=== PROVIDED RECORDS ===
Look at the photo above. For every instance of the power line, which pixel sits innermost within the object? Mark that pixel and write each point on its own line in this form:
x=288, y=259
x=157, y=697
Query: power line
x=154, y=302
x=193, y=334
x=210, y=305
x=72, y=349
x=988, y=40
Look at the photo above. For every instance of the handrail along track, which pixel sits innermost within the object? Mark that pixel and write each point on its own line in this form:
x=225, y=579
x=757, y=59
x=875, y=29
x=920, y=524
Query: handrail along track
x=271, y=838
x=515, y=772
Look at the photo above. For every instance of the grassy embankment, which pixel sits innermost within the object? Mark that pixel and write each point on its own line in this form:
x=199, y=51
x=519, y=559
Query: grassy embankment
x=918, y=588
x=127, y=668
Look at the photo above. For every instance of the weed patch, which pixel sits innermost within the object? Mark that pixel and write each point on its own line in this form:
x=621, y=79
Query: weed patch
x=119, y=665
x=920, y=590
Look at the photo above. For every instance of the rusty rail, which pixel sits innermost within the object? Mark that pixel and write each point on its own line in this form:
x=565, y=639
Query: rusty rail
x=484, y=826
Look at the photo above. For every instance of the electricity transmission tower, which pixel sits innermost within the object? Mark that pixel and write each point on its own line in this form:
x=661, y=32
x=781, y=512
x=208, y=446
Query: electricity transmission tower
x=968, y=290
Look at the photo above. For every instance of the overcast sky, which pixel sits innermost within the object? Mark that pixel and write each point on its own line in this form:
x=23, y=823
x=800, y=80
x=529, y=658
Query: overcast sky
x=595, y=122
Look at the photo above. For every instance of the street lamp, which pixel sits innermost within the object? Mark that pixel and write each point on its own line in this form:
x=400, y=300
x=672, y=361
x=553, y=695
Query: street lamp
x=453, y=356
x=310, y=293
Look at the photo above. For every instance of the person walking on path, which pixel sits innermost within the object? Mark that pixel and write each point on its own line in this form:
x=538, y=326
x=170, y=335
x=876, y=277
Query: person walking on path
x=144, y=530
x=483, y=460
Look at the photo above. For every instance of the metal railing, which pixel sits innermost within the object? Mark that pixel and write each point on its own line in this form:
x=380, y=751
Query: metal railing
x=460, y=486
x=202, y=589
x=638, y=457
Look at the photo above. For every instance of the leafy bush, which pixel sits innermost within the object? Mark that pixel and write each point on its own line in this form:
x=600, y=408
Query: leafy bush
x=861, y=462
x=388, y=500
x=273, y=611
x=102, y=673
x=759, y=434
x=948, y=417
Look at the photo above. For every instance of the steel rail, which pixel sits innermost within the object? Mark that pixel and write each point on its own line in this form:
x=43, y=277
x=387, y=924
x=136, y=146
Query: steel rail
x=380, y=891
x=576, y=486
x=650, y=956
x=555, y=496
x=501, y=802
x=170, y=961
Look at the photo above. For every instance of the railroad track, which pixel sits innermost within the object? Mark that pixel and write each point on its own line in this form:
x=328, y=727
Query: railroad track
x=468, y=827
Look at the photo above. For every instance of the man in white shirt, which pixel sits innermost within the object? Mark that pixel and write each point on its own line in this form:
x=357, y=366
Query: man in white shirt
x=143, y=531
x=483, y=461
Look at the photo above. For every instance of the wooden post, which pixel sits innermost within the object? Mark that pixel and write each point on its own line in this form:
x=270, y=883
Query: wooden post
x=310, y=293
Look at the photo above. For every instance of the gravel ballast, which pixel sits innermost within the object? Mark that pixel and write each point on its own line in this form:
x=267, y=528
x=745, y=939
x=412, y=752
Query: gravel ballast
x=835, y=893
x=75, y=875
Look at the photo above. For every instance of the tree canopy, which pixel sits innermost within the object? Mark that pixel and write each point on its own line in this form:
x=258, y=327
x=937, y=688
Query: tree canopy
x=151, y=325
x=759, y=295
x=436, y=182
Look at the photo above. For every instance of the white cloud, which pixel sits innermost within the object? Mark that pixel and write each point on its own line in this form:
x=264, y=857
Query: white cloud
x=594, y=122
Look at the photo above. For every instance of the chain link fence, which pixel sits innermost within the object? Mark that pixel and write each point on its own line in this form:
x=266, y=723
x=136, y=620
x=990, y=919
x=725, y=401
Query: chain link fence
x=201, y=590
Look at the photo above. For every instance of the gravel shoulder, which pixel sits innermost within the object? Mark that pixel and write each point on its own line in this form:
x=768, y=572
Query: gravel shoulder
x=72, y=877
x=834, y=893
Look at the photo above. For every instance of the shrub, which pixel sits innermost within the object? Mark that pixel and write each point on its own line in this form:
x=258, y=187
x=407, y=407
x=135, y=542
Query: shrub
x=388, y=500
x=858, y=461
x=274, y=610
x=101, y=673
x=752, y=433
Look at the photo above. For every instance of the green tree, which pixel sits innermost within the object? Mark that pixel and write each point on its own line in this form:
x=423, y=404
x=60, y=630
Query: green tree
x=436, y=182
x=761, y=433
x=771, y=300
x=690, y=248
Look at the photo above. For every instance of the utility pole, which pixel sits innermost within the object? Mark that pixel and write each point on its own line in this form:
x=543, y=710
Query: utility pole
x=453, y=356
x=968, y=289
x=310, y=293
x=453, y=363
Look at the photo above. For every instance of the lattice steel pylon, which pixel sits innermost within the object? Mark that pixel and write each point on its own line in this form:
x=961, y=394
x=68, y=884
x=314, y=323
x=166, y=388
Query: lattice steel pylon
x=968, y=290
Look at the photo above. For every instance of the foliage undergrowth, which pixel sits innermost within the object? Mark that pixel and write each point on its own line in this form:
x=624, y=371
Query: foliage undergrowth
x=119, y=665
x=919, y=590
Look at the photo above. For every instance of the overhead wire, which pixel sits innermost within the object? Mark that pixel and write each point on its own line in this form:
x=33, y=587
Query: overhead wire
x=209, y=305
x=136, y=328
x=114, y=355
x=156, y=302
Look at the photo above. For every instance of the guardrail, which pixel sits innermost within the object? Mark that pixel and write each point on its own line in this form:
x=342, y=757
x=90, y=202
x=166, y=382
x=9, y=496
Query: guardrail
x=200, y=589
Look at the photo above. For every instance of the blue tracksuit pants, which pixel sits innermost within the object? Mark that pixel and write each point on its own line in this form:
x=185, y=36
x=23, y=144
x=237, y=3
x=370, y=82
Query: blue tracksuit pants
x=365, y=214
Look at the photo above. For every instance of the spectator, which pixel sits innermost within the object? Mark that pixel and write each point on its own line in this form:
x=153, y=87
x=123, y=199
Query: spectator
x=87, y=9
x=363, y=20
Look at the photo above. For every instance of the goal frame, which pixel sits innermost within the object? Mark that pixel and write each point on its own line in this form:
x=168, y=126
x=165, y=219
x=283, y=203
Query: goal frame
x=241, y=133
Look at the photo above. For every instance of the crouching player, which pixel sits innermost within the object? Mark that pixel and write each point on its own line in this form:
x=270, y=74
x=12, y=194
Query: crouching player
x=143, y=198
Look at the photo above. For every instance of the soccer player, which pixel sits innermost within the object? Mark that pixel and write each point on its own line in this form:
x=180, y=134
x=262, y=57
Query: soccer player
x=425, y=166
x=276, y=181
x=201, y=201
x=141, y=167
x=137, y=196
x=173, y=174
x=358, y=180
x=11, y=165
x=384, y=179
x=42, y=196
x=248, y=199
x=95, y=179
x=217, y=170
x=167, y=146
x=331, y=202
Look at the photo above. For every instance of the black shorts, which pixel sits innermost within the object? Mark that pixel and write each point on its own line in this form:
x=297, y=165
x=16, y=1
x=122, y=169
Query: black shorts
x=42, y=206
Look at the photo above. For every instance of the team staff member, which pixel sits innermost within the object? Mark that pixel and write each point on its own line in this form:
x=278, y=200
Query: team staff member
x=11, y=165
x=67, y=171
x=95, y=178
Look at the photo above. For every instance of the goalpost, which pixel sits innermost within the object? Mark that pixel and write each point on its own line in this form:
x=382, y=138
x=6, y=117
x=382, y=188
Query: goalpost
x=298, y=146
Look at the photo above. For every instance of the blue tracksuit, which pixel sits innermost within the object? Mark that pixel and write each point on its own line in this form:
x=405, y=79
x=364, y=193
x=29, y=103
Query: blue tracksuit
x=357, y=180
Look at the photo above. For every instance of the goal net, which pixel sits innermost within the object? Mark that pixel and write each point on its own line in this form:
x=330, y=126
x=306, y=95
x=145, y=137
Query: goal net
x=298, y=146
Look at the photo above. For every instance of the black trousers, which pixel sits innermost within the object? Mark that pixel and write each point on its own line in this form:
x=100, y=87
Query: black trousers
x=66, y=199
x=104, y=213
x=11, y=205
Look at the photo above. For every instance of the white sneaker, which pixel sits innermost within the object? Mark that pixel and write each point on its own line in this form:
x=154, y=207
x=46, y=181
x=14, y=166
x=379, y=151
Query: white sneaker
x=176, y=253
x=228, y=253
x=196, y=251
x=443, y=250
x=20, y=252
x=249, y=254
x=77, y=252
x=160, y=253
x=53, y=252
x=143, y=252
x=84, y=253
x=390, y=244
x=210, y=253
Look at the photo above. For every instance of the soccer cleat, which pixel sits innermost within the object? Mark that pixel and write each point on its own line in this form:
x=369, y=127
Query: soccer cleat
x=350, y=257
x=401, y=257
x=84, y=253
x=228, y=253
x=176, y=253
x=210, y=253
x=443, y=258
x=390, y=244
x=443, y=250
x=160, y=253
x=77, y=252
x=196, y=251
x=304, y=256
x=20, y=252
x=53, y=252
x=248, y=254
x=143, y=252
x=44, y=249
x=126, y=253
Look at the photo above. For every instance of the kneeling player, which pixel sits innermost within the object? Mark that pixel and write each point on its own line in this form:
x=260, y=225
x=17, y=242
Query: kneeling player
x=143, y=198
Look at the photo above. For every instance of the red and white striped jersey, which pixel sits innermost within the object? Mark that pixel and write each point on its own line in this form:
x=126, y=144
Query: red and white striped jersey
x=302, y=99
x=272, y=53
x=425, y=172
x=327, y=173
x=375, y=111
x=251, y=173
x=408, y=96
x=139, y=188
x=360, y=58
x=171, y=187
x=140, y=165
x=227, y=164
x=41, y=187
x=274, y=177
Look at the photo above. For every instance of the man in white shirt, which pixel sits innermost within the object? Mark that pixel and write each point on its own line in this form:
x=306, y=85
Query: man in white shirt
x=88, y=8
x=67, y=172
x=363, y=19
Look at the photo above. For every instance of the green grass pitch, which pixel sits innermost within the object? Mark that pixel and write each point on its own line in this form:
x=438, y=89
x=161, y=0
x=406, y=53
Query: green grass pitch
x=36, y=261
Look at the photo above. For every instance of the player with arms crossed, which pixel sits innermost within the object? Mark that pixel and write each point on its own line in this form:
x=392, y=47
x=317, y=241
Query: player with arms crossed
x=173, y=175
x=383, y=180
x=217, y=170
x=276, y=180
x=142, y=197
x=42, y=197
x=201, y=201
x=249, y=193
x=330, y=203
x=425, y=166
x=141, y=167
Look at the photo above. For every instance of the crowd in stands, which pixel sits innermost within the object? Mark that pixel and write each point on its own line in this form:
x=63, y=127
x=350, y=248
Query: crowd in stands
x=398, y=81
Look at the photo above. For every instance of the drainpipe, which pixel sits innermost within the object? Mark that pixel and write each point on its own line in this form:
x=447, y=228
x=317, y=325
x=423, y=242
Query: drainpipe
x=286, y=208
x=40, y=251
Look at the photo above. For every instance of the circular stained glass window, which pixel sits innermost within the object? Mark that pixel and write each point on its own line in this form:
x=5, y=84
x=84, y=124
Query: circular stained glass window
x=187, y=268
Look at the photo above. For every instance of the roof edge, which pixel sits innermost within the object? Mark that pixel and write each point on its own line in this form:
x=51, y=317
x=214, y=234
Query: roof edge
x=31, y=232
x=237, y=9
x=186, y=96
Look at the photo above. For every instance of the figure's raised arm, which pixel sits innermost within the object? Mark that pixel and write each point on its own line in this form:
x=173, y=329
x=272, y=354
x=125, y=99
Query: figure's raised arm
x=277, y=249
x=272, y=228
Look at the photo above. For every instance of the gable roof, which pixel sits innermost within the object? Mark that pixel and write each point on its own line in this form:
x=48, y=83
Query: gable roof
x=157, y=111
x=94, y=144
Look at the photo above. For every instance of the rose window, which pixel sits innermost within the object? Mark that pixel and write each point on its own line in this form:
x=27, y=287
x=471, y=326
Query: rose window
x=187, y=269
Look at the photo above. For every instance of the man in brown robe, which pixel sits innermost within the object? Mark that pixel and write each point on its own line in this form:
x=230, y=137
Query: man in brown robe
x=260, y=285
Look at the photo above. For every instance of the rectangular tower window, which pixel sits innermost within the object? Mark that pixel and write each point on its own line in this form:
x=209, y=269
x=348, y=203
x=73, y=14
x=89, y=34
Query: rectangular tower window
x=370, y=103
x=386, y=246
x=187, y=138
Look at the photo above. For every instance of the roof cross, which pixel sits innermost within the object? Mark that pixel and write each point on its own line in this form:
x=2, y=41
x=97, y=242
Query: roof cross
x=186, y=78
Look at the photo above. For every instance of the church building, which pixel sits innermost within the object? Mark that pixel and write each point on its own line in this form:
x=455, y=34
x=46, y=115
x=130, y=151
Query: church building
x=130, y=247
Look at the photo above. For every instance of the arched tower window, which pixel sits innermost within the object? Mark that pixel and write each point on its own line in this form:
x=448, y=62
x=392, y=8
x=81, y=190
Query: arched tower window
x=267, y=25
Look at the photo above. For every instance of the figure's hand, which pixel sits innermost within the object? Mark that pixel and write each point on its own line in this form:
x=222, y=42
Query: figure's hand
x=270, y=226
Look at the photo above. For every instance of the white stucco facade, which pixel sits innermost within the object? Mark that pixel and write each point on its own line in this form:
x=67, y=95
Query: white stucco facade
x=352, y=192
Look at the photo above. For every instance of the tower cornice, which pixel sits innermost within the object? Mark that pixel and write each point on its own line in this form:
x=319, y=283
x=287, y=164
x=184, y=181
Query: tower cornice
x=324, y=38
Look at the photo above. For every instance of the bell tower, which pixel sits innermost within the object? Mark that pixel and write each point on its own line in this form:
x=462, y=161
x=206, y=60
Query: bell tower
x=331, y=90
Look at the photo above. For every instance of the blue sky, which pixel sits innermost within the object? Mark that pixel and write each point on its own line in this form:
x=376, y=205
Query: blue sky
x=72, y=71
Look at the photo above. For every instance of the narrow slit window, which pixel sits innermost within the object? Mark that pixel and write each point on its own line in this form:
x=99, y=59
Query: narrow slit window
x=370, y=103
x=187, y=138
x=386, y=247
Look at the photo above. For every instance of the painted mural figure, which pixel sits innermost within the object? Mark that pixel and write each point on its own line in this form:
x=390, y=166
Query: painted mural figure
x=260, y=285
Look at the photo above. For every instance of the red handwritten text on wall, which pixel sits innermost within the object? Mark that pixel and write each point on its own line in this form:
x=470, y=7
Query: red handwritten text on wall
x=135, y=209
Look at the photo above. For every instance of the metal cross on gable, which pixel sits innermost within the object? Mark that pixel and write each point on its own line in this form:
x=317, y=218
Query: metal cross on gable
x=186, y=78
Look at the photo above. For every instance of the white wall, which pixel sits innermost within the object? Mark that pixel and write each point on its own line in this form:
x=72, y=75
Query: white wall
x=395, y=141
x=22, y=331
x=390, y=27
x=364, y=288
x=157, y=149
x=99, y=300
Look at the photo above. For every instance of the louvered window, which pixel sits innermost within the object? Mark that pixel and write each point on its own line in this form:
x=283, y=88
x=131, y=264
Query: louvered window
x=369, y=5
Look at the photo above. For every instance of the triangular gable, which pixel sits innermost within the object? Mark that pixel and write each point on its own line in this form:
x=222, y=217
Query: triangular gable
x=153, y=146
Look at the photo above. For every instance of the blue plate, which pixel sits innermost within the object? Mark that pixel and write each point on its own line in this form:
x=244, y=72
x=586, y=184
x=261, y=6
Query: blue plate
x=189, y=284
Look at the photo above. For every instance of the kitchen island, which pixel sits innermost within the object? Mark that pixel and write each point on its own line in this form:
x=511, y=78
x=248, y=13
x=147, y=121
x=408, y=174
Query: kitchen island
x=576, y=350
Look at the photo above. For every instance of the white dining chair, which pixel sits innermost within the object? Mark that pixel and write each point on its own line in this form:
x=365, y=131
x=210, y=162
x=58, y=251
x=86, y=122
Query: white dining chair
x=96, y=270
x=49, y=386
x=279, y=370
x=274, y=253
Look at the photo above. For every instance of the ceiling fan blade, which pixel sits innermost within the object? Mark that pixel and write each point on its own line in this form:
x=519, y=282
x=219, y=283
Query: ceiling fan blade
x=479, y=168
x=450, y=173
===
**THE TASK**
Go through the listing above and write out exactly the lines starting with the one holding "Query: church building" and running through the one holding "x=206, y=60", ends included, and no others.

**SOLVED EXERCISE**
Query: church building
x=130, y=247
Look at the photo above. For every instance of the arched tower window, which pixel sits innermost within the object? Mark that pixel and write each point on its own line in this form:
x=448, y=62
x=392, y=8
x=81, y=190
Query: arched tower window
x=267, y=25
Look at the photo above. For every instance of the figure's hand, which pixel sits innermost within the object? Mark that pixel and write each point on its own line in this form:
x=222, y=42
Query: figure's hand
x=270, y=226
Look at the photo above. For every instance of the white stucco facade, which pixel sits innermost within the object? Mark that pixel and write each point on its own line in this form:
x=67, y=95
Query: white stucco facade
x=352, y=192
Look at the photo above. For every instance of the tower cornice, which pixel sits innermost within the object? Mark that pixel and write each point on its own line in this form:
x=319, y=283
x=287, y=164
x=184, y=181
Query: tower cornice
x=324, y=38
Look at the photo above. For every instance of the bell tower, which pixel sits innermost within the object? Mark that pixel and write each point on its own line in this form:
x=462, y=161
x=206, y=60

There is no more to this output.